Here is an article that was published some time in 2004 for a Demo Scene ‘Zine online, and possibly even in print. I can’t remember exactly what it was, and can’t find it online now. If anybody knows, or knows a Lonnie Taylor (editor for the publication that I submitted this to), please let me know, as I’d love to read the whole issue again. I believe it also had some other contributions from fellow Northern Dragons members.
After the release of the 4K demo Etherium that Northern Dragons entered into Assembly 2003, I got a few emails from people asking me for some details about how we accomplished the audio. The intention of this article is to provide a bit of insight into what we did, and hopefully answer some of those questions. You can check out the demo on Pouet at http://www.pouet.net/prod.php?which=10569, and visit Northern Dragons at http://www.northerndragons.ca
Our overall game plan, to leverage the skills of the people involved, was to create a complete sound engine module in C++, and have it converted to NASM and optimized afterwards. Since it seems that a lot of the DirectSound examples available online are in C++, it was a lot easier to figure out what we were doing that way. That, and I just felt a lot more comfortable doing a bunch of ugly trig in C++.

(Pointing and labeling records)
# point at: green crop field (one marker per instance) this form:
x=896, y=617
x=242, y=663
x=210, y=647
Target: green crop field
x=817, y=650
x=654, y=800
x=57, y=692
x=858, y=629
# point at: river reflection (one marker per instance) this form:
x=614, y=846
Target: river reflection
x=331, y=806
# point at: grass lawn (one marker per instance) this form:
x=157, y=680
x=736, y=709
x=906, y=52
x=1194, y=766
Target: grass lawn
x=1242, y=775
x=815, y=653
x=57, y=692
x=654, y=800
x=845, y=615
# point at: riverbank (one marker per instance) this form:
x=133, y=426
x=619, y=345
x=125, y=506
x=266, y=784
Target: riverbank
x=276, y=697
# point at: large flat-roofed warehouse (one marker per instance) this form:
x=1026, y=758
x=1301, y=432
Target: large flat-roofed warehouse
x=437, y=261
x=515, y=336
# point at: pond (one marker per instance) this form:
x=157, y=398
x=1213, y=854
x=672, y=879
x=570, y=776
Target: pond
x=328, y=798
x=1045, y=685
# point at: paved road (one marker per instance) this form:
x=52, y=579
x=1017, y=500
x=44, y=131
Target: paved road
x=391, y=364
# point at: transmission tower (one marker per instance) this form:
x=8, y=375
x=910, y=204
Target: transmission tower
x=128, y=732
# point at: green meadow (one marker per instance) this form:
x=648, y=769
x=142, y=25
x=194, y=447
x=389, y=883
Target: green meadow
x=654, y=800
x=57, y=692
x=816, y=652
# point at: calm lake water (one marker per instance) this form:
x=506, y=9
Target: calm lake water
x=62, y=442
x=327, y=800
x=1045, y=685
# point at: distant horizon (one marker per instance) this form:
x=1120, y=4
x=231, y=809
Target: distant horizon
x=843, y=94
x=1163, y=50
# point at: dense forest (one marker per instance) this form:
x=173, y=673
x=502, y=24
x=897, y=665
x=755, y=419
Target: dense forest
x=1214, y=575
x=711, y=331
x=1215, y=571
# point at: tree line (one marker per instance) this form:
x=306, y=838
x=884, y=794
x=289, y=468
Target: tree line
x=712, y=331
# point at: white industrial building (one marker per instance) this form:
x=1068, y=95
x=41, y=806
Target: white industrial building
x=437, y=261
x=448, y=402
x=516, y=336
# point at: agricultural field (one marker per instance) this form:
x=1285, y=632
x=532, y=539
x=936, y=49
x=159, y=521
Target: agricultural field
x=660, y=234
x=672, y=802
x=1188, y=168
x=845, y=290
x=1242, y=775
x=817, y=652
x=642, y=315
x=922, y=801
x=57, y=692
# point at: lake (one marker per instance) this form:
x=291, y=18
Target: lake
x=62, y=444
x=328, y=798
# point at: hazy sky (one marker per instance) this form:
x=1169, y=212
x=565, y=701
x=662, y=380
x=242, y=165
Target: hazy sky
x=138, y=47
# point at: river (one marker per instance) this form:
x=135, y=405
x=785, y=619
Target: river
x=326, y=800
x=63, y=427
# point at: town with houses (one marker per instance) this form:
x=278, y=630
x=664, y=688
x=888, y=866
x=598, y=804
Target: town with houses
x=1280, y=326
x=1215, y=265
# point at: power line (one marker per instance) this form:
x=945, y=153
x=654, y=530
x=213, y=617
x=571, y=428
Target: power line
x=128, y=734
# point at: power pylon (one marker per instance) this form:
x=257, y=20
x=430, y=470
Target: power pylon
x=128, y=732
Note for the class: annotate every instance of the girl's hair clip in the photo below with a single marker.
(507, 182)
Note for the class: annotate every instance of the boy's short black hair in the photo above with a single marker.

• _Exercises_
- 1) Reproduce the part of the Etherium audio article above between "Here is an article" and "Northern Dragons members.", inclusive.
- 2) According to the Etherium audio article above, what language was the complete sound engine module written in before it was converted to NASM?

• _Answers by task_
- 1)
Here is an article that was published some time in 2004 for a Demo Scene ‘Zine online, and possibly even in print. I can’t remember exactly what it was, and can’t find it online now. If anybody knows, or knows a Lonnie Taylor (editor for the publication that I submitted this to), please let me know, as I’d love to read the whole issue again. I believe it also had some other contributions from fellow Northern Dragons members.

- 2) C++